Revise these lines so that every "window glass pane" becomes "windowpane", and keep everything else the same.

(Lines excerpted from a collection)
<<<<
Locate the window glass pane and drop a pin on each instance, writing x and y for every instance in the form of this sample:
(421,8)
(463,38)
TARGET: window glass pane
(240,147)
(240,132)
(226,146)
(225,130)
>>>>
● Output:
Locate the windowpane and drop a pin on each instance, writing x and y for every instance in the form of this sample:
(421,8)
(463,38)
TARGET: windowpane
(240,147)
(240,132)
(226,146)
(225,130)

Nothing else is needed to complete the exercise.